- [SUPPLIED MATERIAL]
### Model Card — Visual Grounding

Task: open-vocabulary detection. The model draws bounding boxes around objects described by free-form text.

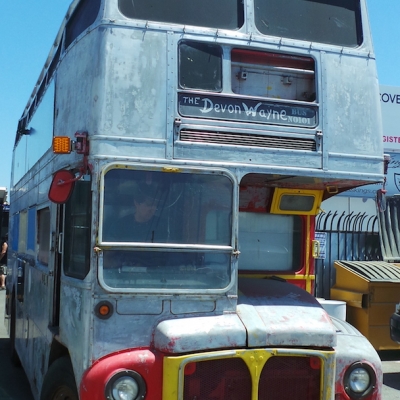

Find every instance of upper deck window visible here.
[118,0,244,29]
[65,0,100,48]
[254,0,363,47]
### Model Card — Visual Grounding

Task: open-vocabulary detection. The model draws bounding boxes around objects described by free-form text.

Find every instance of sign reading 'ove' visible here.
[179,93,317,128]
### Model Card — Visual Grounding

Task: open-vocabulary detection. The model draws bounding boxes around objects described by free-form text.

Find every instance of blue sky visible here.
[0,0,400,194]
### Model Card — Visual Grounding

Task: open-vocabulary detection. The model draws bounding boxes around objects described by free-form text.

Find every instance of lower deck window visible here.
[239,212,302,272]
[103,250,230,290]
[99,167,233,290]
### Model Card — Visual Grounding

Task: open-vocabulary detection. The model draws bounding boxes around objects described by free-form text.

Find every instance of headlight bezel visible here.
[104,369,146,400]
[343,362,376,400]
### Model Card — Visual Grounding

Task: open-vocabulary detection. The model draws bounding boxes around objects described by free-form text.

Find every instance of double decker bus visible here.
[6,0,384,400]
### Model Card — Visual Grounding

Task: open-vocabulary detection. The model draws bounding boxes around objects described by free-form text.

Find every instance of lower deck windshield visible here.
[100,169,233,290]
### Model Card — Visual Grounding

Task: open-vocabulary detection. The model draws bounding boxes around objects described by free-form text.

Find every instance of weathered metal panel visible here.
[238,279,336,347]
[154,314,246,353]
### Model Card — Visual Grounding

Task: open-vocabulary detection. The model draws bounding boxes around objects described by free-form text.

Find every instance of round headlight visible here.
[349,368,371,393]
[344,362,376,399]
[105,370,146,400]
[112,376,139,400]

- [AIM OF THE TASK]
Report every line in the records above that contains the word "Find".

- [OUTPUT OF THE TASK]
Find every instance of upper deck window visible here.
Find every instance of sign reading 'ove' visible here.
Find every instance of blue sky visible here.
Find every instance of lower deck window visible here.
Find every instance of headlight bezel visible here.
Find every instance of double decker bus visible here.
Find every instance of lower deck windshield visible here.
Find every instance of weathered metal panel visible here.
Find every instance of round headlight visible here.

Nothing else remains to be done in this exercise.